### Records shown

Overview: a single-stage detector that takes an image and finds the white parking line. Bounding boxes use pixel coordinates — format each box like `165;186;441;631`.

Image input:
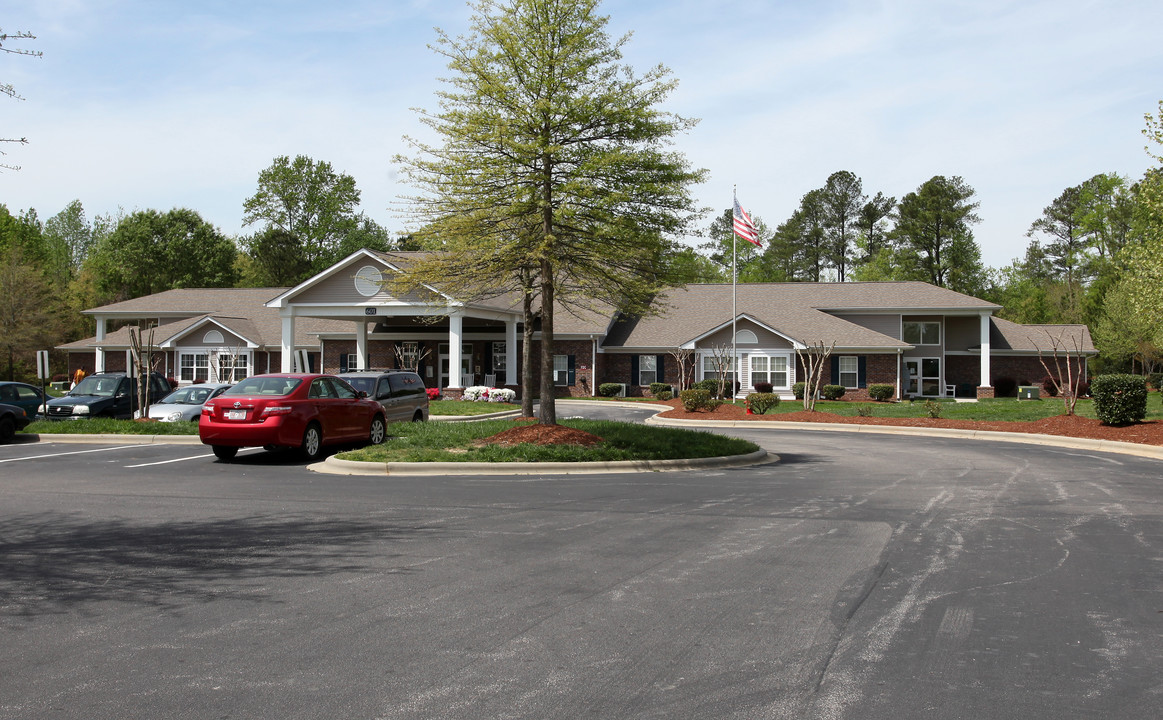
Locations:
126;448;262;468
0;445;141;463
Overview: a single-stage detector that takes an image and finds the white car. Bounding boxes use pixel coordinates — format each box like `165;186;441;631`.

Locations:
149;383;233;422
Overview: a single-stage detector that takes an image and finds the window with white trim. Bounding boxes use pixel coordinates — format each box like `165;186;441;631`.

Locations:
178;351;211;383
554;355;570;385
839;355;861;390
900;320;941;345
638;355;658;386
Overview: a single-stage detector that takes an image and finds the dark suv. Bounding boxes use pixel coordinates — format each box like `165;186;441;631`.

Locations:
340;370;428;422
45;372;170;420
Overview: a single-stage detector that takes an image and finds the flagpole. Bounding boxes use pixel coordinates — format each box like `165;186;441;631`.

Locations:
730;185;739;401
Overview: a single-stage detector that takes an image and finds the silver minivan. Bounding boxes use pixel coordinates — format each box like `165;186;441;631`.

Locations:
340;370;428;422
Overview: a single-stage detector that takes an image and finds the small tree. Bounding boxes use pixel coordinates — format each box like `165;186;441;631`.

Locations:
670;348;694;394
1037;328;1086;415
795;340;836;413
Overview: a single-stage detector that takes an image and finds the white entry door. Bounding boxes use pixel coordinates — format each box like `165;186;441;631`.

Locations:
905;357;941;398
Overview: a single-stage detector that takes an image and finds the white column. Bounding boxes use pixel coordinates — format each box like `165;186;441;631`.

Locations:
93;315;105;372
348;320;368;370
279;315;294;372
448;313;464;387
505;320;521;385
978;313;990;387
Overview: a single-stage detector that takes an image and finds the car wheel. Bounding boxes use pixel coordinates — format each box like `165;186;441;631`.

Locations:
368;415;386;445
300;422;323;461
214;445;238;463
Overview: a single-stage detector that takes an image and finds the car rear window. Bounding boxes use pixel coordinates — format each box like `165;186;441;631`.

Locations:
219;378;302;397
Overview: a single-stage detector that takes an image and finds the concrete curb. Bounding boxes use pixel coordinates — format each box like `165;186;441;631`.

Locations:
23;433;202;445
647;415;1163;459
307;449;779;477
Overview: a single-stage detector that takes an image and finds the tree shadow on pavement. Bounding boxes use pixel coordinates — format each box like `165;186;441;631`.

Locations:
0;513;442;616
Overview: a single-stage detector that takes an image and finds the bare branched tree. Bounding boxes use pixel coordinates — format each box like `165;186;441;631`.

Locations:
670;348;694;394
1037;328;1086;415
795;340;836;413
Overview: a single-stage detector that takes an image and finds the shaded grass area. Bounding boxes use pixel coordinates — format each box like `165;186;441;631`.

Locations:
735;394;1163;422
338;420;758;463
428;400;521;415
24;418;198;435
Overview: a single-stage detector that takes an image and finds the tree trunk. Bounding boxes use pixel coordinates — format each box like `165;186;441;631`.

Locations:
537;258;557;425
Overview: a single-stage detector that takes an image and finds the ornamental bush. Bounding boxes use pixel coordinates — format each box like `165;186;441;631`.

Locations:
747;392;779;415
1091;375;1147;425
650;383;671;398
598;383;622;398
820;385;844;400
691;379;719;398
678;387;722;413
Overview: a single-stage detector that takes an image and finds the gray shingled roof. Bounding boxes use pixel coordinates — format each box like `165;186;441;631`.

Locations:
976;318;1098;355
605;281;998;349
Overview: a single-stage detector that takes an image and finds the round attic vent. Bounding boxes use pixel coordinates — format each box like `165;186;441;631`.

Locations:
356;265;384;298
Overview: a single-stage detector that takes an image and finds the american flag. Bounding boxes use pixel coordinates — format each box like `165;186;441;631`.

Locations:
735;198;763;248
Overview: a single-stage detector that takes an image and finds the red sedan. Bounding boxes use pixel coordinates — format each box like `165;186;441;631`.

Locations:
198;373;384;461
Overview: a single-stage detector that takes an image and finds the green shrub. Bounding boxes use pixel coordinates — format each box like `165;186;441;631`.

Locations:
820;385;844;400
650;383;671;398
691;379;719;398
678;387;722;413
1091;375;1147;425
747;392;779;415
598;383;622;398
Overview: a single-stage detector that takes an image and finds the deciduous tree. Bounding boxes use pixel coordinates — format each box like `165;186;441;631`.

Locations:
398;0;704;425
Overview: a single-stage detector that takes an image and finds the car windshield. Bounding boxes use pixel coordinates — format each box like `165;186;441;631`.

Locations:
219;378;302;397
343;376;376;395
158;385;214;405
69;375;121;398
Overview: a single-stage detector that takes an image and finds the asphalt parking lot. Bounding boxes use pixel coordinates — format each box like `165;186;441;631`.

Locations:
0;416;1163;720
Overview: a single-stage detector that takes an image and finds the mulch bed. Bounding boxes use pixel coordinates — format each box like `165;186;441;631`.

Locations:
662;400;1163;445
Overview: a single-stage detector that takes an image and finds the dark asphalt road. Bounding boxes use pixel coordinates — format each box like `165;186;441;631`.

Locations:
0;409;1163;720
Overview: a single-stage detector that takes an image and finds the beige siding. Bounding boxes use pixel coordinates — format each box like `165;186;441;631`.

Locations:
698;320;792;352
176;325;247;349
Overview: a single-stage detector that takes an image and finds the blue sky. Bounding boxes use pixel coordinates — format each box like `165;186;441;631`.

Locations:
0;0;1163;268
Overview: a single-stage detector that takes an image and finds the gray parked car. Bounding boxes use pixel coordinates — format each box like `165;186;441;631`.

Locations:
340;370;428;422
149;383;233;422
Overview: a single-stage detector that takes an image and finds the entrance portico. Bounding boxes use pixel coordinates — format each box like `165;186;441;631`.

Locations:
266;250;521;394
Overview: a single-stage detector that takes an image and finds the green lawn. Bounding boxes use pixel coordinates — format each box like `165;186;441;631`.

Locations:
338;420;758;463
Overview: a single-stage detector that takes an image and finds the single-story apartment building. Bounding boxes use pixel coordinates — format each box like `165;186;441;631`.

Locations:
60;250;1096;399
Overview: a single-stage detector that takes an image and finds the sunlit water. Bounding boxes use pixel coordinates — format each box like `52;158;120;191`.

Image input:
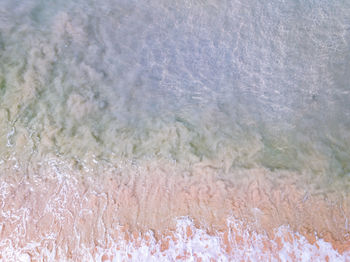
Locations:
0;0;350;261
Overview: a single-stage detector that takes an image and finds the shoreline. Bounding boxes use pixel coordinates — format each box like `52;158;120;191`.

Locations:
0;158;350;260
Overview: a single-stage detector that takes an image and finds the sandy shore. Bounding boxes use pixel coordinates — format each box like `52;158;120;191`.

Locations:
0;160;350;261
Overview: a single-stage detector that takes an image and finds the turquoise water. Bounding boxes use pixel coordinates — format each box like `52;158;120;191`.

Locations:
0;0;350;186
0;0;350;261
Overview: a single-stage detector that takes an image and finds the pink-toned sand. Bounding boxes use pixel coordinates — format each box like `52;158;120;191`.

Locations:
0;160;350;261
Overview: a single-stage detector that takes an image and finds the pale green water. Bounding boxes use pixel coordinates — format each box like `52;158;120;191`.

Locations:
0;0;350;190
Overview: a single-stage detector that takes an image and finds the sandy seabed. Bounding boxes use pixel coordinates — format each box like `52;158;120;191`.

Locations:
0;158;350;261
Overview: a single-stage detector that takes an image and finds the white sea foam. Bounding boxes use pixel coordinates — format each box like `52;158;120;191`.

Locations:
0;217;350;262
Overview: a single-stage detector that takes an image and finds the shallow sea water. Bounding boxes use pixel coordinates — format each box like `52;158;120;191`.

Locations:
0;0;350;261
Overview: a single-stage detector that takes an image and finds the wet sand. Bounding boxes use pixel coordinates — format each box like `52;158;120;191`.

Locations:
0;159;350;261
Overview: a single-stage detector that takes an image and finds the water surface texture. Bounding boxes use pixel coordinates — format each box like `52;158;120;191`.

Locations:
0;0;350;261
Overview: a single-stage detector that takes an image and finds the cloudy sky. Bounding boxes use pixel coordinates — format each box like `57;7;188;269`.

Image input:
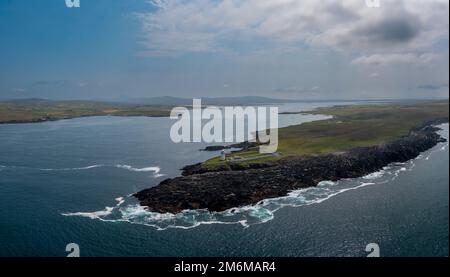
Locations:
0;0;449;99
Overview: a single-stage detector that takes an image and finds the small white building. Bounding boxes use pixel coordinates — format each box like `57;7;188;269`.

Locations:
220;150;227;161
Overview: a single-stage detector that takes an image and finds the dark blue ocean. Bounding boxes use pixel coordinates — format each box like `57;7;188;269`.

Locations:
0;103;449;256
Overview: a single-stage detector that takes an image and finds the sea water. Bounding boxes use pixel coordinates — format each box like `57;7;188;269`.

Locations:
0;103;449;256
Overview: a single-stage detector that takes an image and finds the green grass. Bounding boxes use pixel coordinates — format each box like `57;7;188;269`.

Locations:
204;101;449;169
0;100;170;123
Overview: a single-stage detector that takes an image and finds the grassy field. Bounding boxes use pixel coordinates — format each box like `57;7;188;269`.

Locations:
203;101;449;168
0;99;170;123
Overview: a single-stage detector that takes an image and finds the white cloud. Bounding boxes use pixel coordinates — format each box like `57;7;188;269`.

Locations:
139;0;449;55
352;53;437;66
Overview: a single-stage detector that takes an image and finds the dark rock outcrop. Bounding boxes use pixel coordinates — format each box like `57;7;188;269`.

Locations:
135;120;447;213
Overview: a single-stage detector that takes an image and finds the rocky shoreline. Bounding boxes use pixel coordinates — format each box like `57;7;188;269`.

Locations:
134;118;448;213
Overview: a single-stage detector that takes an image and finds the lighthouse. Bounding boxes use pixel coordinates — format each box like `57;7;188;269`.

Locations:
220;150;227;161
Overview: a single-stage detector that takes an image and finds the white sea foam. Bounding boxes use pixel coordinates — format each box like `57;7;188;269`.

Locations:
0;164;165;178
116;164;161;174
60;124;448;230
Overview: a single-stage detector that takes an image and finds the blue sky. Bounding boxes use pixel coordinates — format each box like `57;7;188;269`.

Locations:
0;0;449;99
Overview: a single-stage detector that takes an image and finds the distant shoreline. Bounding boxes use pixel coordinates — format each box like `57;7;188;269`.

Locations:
134;101;449;214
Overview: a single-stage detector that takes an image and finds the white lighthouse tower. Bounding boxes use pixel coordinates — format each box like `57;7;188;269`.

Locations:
220;150;227;161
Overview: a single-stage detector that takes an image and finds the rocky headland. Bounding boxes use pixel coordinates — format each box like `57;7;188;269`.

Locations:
134;118;448;213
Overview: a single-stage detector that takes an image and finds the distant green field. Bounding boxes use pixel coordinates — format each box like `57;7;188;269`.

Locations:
0;100;170;123
204;101;449;168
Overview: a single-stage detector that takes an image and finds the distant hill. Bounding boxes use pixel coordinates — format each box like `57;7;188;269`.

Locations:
126;96;290;106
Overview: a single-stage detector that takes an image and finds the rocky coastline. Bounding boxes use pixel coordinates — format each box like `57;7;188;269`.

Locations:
134;118;448;214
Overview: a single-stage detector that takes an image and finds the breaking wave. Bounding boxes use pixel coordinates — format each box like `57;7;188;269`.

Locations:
63;124;448;230
0;164;165;178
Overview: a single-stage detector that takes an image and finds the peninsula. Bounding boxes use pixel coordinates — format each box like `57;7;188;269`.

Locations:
134;101;449;213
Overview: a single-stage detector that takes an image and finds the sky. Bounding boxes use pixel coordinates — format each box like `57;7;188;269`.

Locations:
0;0;449;100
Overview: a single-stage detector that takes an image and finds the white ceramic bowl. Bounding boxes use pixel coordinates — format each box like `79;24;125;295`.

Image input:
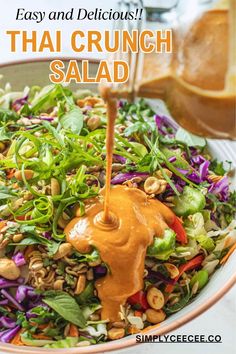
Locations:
0;59;236;354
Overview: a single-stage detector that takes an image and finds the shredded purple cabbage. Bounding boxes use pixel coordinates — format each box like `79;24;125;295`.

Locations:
113;154;126;164
190;155;206;165
0;299;8;306
0;326;20;343
208;176;229;201
111;172;149;184
0;278;19;289
1;289;24;311
169;156;176;163
199;160;210;181
12;252;26;267
16;285;37;303
43;231;52;240
0;316;16;328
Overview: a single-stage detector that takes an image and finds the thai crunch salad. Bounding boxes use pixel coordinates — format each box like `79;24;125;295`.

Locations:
0;85;236;348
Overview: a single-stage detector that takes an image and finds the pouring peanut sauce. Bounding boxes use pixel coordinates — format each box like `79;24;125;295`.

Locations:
65;90;174;321
65;0;235;322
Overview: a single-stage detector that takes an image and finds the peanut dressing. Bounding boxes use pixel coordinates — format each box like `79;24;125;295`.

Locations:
65;185;174;321
65;88;174;321
136;7;236;139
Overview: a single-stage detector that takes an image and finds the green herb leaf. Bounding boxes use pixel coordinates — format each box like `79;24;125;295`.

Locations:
60;106;84;134
175;128;206;147
43;291;86;328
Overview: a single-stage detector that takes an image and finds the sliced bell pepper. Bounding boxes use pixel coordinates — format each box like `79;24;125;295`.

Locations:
165;254;204;293
128;290;149;310
169;216;188;245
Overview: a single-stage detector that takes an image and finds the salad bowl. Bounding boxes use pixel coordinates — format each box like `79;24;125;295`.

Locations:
0;59;236;354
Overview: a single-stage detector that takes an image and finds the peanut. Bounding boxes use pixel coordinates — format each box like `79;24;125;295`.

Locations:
75;274;86;295
0;258;20;280
51;178;61;196
145;309;166;324
53;242;72;260
53;279;64;290
147;287;165;310
108;328;125;340
14;170;34;181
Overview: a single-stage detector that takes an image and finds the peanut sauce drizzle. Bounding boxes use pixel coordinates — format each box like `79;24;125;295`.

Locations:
65;91;174;322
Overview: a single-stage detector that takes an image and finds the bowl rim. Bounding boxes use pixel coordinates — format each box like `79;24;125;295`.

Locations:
0;57;236;354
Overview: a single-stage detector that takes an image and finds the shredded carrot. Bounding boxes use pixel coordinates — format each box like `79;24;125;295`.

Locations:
30;321;48;329
32;334;52;340
7;168;16;179
128;326;140;334
24;246;34;260
69;324;79;337
141;323;160;333
0;220;7;230
220;243;236;264
10;329;24;345
134;310;143;317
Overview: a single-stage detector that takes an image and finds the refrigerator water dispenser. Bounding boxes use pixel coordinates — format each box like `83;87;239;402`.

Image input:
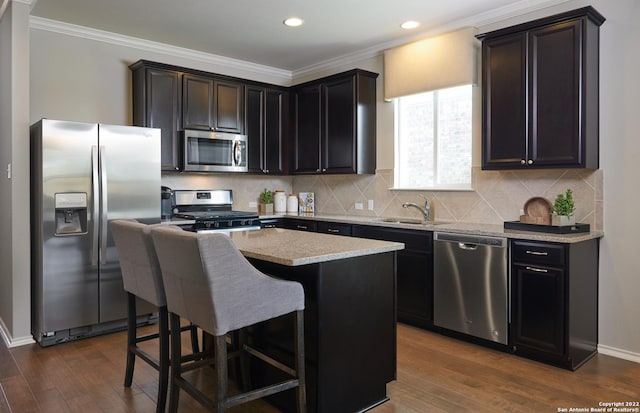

######

→ Work instructions:
Select every line of the records above that contains the word "small", and copy each one out in full.

→ Task result:
Overview: a single-stage detector that takes an image and finds the small tree. Bounding boxes use pixel coordinates — format each box like `165;186;441;631`.
Overview: a single-stage detector that takes an image and finds the small white building. Bounding boxes use pixel coordinates — format each box like `57;7;188;269`.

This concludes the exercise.